■ **Exercise requirements**: Down to the last line, set down the material below exactly; skip the pictures.

■ **Task material**:
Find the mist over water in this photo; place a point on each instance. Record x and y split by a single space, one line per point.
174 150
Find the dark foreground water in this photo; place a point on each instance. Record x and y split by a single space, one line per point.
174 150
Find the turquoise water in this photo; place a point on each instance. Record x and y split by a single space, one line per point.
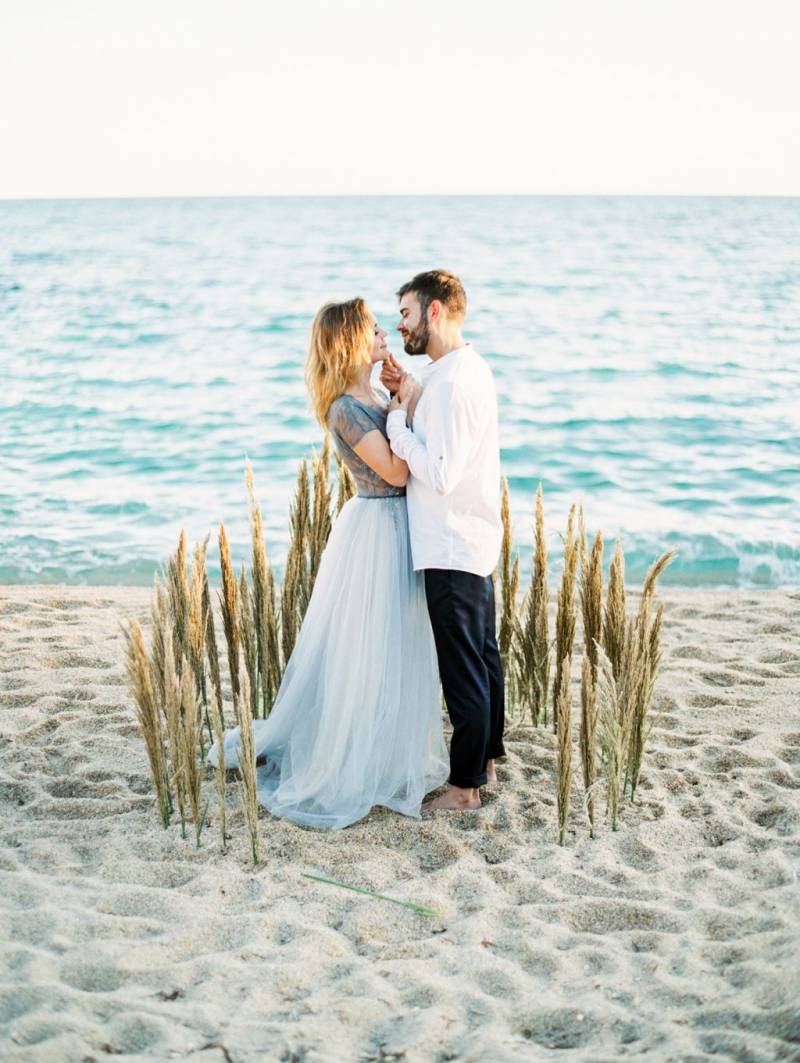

■ **Task output**:
Find the mist over water in this photo; place a point on each instance. Record x and y split by a single space, one line per point.
174 150
Find the dark foreground water in this photo; place a point on each instance. Record x and y split by a single space, one line per point.
174 150
Find the turquoise water in this photo; place a point on each instance. Record x and y split by a single space, one line per point.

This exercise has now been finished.